TASK PROMPT -> Write out the part of the material that begins with the line containing "Objective — a point for each instance of the tree" and runs to the end as a two-column CSV headed objective and points. Give each Objective line its own row, and put it and the coordinate lines under it in separate quoted fields, with line breaks changed to spaces.

A series of records:
-- START --
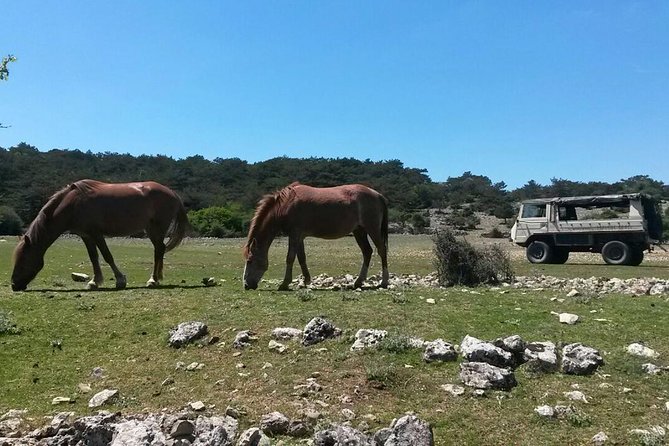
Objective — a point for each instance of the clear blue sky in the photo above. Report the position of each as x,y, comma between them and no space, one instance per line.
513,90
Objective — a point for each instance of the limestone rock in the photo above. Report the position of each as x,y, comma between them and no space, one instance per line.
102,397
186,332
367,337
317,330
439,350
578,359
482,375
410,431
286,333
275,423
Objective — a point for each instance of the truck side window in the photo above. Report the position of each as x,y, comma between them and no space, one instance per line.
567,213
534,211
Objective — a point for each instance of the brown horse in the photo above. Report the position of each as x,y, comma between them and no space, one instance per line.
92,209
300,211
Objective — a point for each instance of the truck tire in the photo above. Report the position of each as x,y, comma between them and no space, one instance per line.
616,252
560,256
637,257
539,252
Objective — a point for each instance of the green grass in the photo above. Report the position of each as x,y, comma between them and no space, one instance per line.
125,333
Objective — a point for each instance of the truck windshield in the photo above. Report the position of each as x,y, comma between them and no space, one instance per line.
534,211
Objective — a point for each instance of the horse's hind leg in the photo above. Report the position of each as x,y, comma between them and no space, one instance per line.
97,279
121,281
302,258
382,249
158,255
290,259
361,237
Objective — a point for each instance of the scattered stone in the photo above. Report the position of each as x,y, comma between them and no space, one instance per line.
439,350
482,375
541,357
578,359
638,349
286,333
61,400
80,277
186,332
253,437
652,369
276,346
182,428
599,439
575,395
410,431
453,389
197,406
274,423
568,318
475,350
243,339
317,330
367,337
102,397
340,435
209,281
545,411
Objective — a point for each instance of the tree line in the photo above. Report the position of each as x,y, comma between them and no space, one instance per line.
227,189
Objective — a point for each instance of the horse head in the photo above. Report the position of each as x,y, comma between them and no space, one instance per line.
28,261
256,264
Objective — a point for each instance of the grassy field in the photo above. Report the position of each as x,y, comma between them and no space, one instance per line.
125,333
-- END --
THE COMPLETED TASK ->
objective,points
"Objective — a point for each instance of the tree line in the photo above. Report the position of each as x,y, comma between them and no space, one instance per line.","227,189"
"Objective — a point for each instance of the horse head in the photo above. Report the position of each as x,y, comma between them and no space, one instance per line.","28,261 256,264"
"Objective — a point for each instance of the grassy field in the photo above. Report the position of each as x,y, comma between them and no space, one instance per line.","125,333"